═════ 本文抜粋

2)新設構造にも、既設構造にも適用可能である。特に、既設構造に対しては溶接割れの危険性を低減し、これまでになく確実で安全な補強手法を提供することができる。
3)高サイクルおよび低サイクルの疲労亀裂の発生及び進展を抑制することができるため、構造物の長期寿命および、耐震性を向上することができる。
【発明を実施するための最良の形態】
【0025】
以下、本発明を、添付の実施形態の図面を参照して、詳細に説明する。なお、以下においては、図11〜図14に示すように、第1板部材2と第2板部材3、3’とを十字状に溶接した十字溶接継手1を例にとって説明するが、本発明は、十字溶接継手に限定されるものではない。基本的には、図10に示すように十字溶接のバリエーションであるTの形状を持つ継手、片側からしか溶接されていない角溶接、さらに突き合わせ溶接、そして突き合わせ溶接の一種である、裏当て金を用いて片側から溶接を行った溶接などについても対象としている。これらの溶接継手についてはフルペネトレーションではなく、製作者、設計者の意図的であるなしにかかわらず、不溶着部またはルート部が存在するものである。
【0026】
なお、このような継手は図20に示すような、土木建築などの分野でよく用いられる梁柱接合部構造の一部として最も一般的な継手形状である。図20(c)に示すような橋梁の横桁構造でも、横梁ウエブ46と桁ウエブ47の溶接ディテールは本発明で扱っているような継手構造となっていることがある。(図20(d)は(c)を正面から見た図である)例えばこの図20に示すようなこのような大型の構造物そのものを実験的に検討することは困難なため、要素実験として図17に示すような継手実験が実施されることが多い。すなわち図11〜図14で示されるようなディテールは、図20で示されるような大型構造の一部として存在する。例えば第1部材2は、柱フランジ44に相当し、第2部材3は梁フランジ45や梁ウエブに相当する形で存在することが一般的である。

══════════

● 指示 1
次の(a)〜(c)が本文抜粋の内容と一致するかを「はい」か「いいえ」で答え、それぞれ判断の決め手となる本文抜粋の語句を正確に引用せよ。
(a) 本発明は十字溶接継手にしか適用できない。
(b) 第1部材2は柱フランジ44に相当する形で存在することが一般的である。
(c) 対象とする溶接継手はフルペネトレーションである。
● 指示 2
本文抜粋に基づき、次の(a)〜(c)にそれぞれ答えよ。
(a) 疲労亀裂の発生及び進展を抑制することで向上できるとされているものは何か。
(b) 図20(d)はどのような図か。
(c) 大型の構造物そのものを実験的に検討することが困難なため、要素実験として多く実施されるものは何か。
● 指示 3
本文抜粋のうち「2)新設構造にも、既設構造に」で始まり「存在することが一般的である。」まで続く部分を、一字も変えずに書き出せ。
データは本文抜粋の内容とは関係がない。

═════ 提供データ

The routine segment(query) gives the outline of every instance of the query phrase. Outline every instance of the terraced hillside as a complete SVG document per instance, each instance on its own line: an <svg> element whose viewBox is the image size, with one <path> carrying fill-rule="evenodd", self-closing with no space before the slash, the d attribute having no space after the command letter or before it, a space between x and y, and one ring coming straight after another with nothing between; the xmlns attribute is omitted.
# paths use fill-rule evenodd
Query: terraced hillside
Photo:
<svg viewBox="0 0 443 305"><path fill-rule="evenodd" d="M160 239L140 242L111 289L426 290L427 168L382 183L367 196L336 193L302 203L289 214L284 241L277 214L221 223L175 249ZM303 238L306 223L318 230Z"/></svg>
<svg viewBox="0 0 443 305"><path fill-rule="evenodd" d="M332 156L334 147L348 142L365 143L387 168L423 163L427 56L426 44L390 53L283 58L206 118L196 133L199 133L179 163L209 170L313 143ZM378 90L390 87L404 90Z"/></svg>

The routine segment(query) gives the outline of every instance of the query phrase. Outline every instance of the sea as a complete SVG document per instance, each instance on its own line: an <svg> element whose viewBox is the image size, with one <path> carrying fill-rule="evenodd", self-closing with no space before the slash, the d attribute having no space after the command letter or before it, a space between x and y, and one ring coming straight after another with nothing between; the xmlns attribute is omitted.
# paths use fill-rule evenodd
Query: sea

══════════

● 解答例 1
(a) いいえ 「本発明は、十字溶接継手に限定されるものではない」
(b) はい 「第1部材2は、柱フランジ44に相当し」
(c) いいえ 「フルペネトレーションではなく」

● 解答例 2
(a) 構造物の長期寿命および耐震性
(b) 図20(c)を正面から見た図
(c) 図17に示すような継手実験

● 解答例 3
2)新設構造にも、既設構造にも適用可能である。特に、既設構造に対しては溶接割れの危険性を低減し、これまでになく確実で安全な補強手法を提供することができる。
3)高サイクルおよび低サイクルの疲労亀裂の発生及び進展を抑制することができるため、構造物の長期寿命および、耐震性を向上することができる。
【発明を実施するための最良の形態】
【0025】
以下、本発明を、添付の実施形態の図面を参照して、詳細に説明する。なお、以下においては、図11〜図14に示すように、第1板部材2と第2板部材3、3’とを十字状に溶接した十字溶接継手1を例にとって説明するが、本発明は、十字溶接継手に限定されるものではない。基本的には、図10に示すように十字溶接のバリエーションであるTの形状を持つ継手、片側からしか溶接されていない角溶接、さらに突き合わせ溶接、そして突き合わせ溶接の一種である、裏当て金を用いて片側から溶接を行った溶接などについても対象としている。これらの溶接継手についてはフルペネトレーションではなく、製作者、設計者の意図的であるなしにかかわらず、不溶着部またはルート部が存在するものである。
【0026】
なお、このような継手は図20に示すような、土木建築などの分野でよく用いられる梁柱接合部構造の一部として最も一般的な継手形状である。図20(c)に示すような橋梁の横桁構造でも、横梁ウエブ46と桁ウエブ47の溶接ディテールは本発明で扱っているような継手構造となっていることがある。(図20(d)は(c)を正面から見た図である)例えばこの図20に示すようなこのような大型の構造物そのものを実験的に検討することは困難なため、要素実験として図17に示すような継手実験が実施されることが多い。すなわち図11〜図14で示されるようなディテールは、図20で示されるような大型構造の一部として存在する。例えば第1部材2は、柱フランジ44に相当し、第2部材3は梁フランジ45や梁ウエブに相当する形で存在することが一般的である。